◆ Given entries ◆

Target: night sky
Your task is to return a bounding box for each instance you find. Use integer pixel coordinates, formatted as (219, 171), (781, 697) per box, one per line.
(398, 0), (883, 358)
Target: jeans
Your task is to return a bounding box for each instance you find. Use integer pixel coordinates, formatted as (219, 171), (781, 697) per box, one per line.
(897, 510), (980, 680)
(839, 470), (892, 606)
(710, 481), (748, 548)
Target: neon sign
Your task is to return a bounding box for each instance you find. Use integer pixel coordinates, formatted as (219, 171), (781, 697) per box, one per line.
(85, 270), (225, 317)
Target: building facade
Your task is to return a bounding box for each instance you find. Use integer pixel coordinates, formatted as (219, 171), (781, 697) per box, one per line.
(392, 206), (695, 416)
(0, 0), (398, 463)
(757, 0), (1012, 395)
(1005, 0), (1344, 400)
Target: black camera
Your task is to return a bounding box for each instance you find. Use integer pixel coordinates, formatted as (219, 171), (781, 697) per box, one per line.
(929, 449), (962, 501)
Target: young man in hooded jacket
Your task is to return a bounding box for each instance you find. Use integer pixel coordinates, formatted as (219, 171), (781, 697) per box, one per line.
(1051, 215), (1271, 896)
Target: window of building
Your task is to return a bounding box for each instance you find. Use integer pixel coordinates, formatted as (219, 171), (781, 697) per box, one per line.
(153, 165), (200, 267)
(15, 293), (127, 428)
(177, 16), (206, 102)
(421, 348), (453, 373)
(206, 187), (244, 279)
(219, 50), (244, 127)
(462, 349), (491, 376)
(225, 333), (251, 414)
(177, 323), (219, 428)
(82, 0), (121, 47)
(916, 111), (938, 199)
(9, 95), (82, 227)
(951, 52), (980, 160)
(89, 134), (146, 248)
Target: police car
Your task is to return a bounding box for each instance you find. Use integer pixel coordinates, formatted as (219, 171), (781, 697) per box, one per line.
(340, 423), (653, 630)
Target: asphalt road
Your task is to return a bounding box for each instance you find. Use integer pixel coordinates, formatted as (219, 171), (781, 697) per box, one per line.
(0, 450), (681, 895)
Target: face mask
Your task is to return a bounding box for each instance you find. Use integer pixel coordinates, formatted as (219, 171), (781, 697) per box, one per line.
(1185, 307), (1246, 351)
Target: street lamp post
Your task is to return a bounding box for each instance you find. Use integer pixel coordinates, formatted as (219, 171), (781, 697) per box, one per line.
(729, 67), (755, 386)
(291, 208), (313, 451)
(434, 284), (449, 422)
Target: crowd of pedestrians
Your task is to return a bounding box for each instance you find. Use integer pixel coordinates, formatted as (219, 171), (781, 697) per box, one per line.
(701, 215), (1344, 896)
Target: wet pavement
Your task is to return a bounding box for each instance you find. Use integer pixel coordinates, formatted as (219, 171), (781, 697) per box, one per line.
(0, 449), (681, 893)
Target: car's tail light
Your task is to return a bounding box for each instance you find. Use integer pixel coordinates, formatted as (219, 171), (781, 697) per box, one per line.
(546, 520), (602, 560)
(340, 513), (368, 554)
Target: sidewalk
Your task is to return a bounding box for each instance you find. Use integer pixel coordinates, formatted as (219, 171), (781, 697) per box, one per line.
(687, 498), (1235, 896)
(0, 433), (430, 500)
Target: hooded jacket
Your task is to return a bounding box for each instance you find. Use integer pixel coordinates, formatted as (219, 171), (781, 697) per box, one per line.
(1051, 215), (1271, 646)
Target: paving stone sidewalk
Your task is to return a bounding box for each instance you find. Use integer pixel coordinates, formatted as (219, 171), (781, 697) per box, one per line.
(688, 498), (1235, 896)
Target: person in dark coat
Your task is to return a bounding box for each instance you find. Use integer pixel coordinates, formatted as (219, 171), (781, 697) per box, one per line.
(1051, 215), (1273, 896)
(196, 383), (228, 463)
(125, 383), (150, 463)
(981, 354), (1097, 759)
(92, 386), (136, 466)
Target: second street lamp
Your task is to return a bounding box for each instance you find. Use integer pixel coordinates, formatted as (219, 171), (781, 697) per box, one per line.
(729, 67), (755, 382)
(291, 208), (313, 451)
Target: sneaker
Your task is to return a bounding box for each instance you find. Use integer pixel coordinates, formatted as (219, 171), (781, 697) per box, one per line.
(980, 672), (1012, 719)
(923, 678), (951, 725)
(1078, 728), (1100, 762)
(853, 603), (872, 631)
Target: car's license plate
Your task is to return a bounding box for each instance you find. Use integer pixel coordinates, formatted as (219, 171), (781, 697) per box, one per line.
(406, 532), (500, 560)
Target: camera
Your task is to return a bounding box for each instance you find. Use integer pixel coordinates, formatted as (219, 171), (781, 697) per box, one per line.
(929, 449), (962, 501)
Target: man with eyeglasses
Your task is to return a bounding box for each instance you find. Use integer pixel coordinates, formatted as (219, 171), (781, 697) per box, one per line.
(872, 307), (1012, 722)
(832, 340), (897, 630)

◆ Task goal ◆
Convert every item above into a two-column CSV with the header row text,answer. Give one row per item, with its full text in the text column and its answer in the answer column, each field enclosed in double quotes and any line breaks replaced by spaces.

◆ Solution to the exercise ◆
text,answer
"Target: night sky Your task is to return a bounding box for each instance you find. Use integer pixel coordinates, formatted as (219, 171), (781, 697) per box, one per line.","(398, 0), (883, 358)"
"Target: jeans Your task is to return a bounding box for each instance you find. Use integer pixel coordinates, formatted as (219, 171), (781, 697) per box, one per line.","(897, 510), (980, 680) (839, 470), (892, 606) (710, 481), (748, 548)"
"Target: neon sign Your task is to return a bounding box for each instance you find. Use integer pixel coordinates, formatted as (219, 171), (781, 697) per box, one per line.","(85, 270), (225, 317)"
"Target: building facade Your task is to return a bounding box for each instance you find. Use integer pixel coordinates, formatted as (219, 171), (781, 697) per box, one per line.","(392, 206), (695, 416) (0, 0), (398, 463) (757, 0), (1012, 395) (1005, 0), (1344, 400)"
"Target: black camera Your task is to return a bounding box for each instance you find. Use integer pixel coordinates, formatted as (219, 171), (781, 697) per box, one per line.","(929, 449), (962, 501)"
"Target: young man in hooded jacket Your task is to return a bounding box for each instance you find. Use integer pixel coordinates, formatted as (219, 171), (781, 697) per box, one per line.","(1051, 215), (1271, 896)"
"Target: window of building Your task is to return a bounding box for each instance you find. Use integer pixel coordinates, formatted as (219, 171), (781, 697) per box, one per line.","(153, 165), (200, 267) (15, 293), (127, 428) (177, 16), (206, 102) (421, 348), (453, 373) (206, 187), (244, 279) (219, 50), (244, 127) (462, 349), (491, 376) (225, 333), (251, 414) (177, 323), (219, 428) (82, 0), (121, 47) (916, 111), (938, 199) (9, 95), (82, 227) (951, 52), (980, 160) (89, 134), (146, 248)"
"Target: police car Your task is to return a bounding box for each instance you find. Use integer pixel coordinates, formatted as (219, 171), (781, 697) per box, one per line.","(340, 423), (653, 630)"
"Target: asphalt road Your task is to return a bounding box for each instance you find. Use integer pixel coordinates, formatted as (219, 171), (781, 697) per box, one per line.","(0, 450), (681, 895)"
"Target: face mask Your task is to return a bounding box for each instance you find. Use integer pixel coordinates, formatted as (219, 171), (781, 697) per box, one per line.","(1185, 307), (1246, 351)"
"Target: street lamp post Your task is to return a bounding box for each instance you find. Use integer pixel coordinates, formatted as (219, 171), (781, 697) per box, one per line.","(729, 67), (755, 386) (291, 208), (313, 451) (434, 284), (449, 422)"
"Target: crowd of pedestrians Your task is to return a bounding box for each instance you find. Use integer pixel coordinates, formatted as (219, 171), (781, 697) per box, one per line.","(701, 215), (1344, 896)"
"Target: wet pavement Your task is to return a bounding box for each instance you find. Use integer pixel coordinates, formatted as (219, 171), (781, 697) per box, one per line.","(0, 449), (681, 893)"
"Target: car's tail light Your task is to return a bounding box for each instance you find. Use integer pixel coordinates, formatted as (219, 171), (781, 697) per box, one per line.","(546, 520), (602, 560) (340, 513), (368, 554)"
"Target: sidewalk Your task is to return a bounding box for each instance you find. Use integer pixel coordinates, formatted as (219, 171), (781, 697) per box, one per line.","(687, 498), (1235, 896) (0, 433), (430, 500)"
"Target: hooded jacket Your task is to return a bounding box for each instance you find. Use integer pixel coordinates, formatted as (219, 171), (781, 697) per box, one per line.","(1051, 215), (1271, 646)"
"Target: paving stone sidewalk Your task is to return a bounding box for each instance you find. Use integer pixel coordinates, formatted as (219, 171), (781, 697) per box, one per line.","(688, 498), (1235, 896)"
"Target: person in dark coat Your task is to return a bounding box for each instance you find. Use integer pixel coordinates, formatted as (219, 171), (781, 697) per box, one per line.","(1051, 215), (1273, 896) (196, 383), (228, 463) (125, 383), (150, 463) (981, 354), (1097, 759) (92, 386), (136, 466)"
"Target: second street lamp Your task is to return a bounding box for each instance you find. Use integer pixel coordinates, formatted as (219, 171), (781, 697) per box, one per line.","(729, 67), (755, 382) (291, 208), (313, 451)"
"Target: sneaker Your task is to return a bounding box for each instance you find. Use integer pixel coordinates, formatted as (219, 171), (781, 697) per box, one per line.","(980, 672), (1012, 719) (923, 678), (951, 725) (1078, 728), (1100, 762) (853, 603), (872, 631)"
"Target: car's license plate Your task is to return a bounding box for each instance you find. Use integer pixel coordinates, formatted as (219, 171), (781, 697) per box, one per line.","(406, 532), (500, 560)"
"Target: camera Your task is to return a bounding box for each instance you find. Use integer pixel coordinates, formatted as (219, 171), (781, 697) per box, one per line.","(929, 449), (962, 501)"
"Target: man with eyeglasses Your task is to return a bounding box for each instance you find. Use integer pixel coordinates, formatted as (219, 171), (781, 697) per box, one per line.","(872, 307), (1012, 722) (832, 340), (897, 630)"